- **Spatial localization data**
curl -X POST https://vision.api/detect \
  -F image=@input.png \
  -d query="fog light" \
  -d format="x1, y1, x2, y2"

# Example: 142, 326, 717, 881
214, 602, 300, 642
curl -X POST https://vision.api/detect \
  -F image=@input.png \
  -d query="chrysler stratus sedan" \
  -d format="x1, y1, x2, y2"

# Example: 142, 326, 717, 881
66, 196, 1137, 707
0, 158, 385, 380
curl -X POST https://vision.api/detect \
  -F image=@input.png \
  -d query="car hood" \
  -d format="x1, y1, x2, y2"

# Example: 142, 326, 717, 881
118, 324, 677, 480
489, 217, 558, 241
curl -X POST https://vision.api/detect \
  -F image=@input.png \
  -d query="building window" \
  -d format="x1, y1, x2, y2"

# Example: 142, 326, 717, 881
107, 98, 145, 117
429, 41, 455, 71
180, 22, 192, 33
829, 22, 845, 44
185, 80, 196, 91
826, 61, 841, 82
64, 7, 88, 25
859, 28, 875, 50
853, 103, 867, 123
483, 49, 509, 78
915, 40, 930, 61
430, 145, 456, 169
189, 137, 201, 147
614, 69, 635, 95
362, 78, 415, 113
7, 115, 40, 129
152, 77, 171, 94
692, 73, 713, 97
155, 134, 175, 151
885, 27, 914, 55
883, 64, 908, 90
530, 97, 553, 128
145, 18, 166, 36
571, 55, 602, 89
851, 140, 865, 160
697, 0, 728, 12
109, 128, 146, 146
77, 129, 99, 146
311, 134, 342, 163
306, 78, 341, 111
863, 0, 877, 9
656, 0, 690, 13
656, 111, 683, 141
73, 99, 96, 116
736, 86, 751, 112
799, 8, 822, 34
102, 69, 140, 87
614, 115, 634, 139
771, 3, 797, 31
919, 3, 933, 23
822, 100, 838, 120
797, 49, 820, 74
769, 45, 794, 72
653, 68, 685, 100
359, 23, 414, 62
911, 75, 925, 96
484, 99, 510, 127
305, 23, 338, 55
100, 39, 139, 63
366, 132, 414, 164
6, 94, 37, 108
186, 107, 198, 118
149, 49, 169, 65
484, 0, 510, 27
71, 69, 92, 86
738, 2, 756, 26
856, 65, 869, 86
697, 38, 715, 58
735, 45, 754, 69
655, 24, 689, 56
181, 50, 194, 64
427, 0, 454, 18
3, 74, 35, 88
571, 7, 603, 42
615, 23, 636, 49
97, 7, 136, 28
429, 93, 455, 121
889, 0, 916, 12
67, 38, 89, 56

- **Task directions**
Restate the data above word for word. Leave nothing out.

- **Response area**
curl -X POST https://vision.api/detect \
  -F image=@input.png \
  -d query="fog light" \
  -d format="x1, y1, x2, y2"

# Example: 142, 326, 717, 881
214, 602, 300, 642
curl -X POST https://vision.api/detect \
  -F image=@input.png \
  -d query="chrysler stratus sedan" \
  -d format="x1, y1, x2, y2"

# Example: 142, 326, 717, 881
66, 196, 1137, 707
0, 158, 385, 380
curl -X POST https://vision.api/detect \
  -F image=@input.png \
  -d query="car hood" \
  -d format="x1, y1, x2, y2"

# Example: 142, 326, 717, 881
118, 324, 677, 480
489, 217, 558, 241
curl -X POST https://vision.api/detect \
  -F image=@input.png \
  -d query="building window" \
  -d format="x1, y1, x2, y2"

# Example: 142, 326, 717, 881
107, 98, 145, 117
429, 41, 455, 71
180, 22, 192, 33
829, 22, 845, 44
185, 80, 196, 91
826, 61, 841, 82
64, 7, 88, 25
859, 28, 875, 50
853, 103, 867, 123
483, 49, 509, 78
915, 40, 930, 61
430, 145, 456, 169
189, 137, 201, 147
614, 69, 635, 95
362, 78, 415, 113
7, 115, 40, 129
152, 77, 171, 94
692, 73, 713, 97
155, 134, 175, 151
885, 27, 914, 55
883, 64, 908, 90
530, 97, 553, 128
145, 18, 166, 36
571, 55, 602, 89
851, 140, 865, 160
697, 0, 728, 12
109, 128, 146, 146
77, 129, 99, 146
311, 134, 342, 163
306, 78, 341, 111
863, 0, 877, 9
656, 0, 690, 13
656, 111, 683, 141
73, 99, 96, 116
736, 86, 751, 112
799, 8, 822, 34
102, 69, 140, 87
614, 115, 634, 139
771, 3, 797, 31
919, 3, 933, 23
822, 100, 838, 120
797, 49, 820, 74
769, 45, 794, 72
653, 68, 685, 100
359, 23, 414, 62
911, 75, 925, 96
484, 99, 510, 127
305, 23, 338, 55
100, 39, 139, 63
366, 132, 414, 164
6, 94, 37, 108
186, 107, 198, 118
149, 49, 169, 65
484, 0, 510, 27
71, 69, 92, 86
738, 2, 756, 26
856, 65, 869, 86
697, 38, 715, 58
735, 45, 754, 69
655, 24, 689, 56
181, 50, 194, 64
427, 0, 454, 18
3, 74, 35, 88
571, 7, 603, 42
615, 23, 636, 49
97, 7, 136, 28
429, 93, 455, 121
889, 0, 916, 12
67, 38, 89, 56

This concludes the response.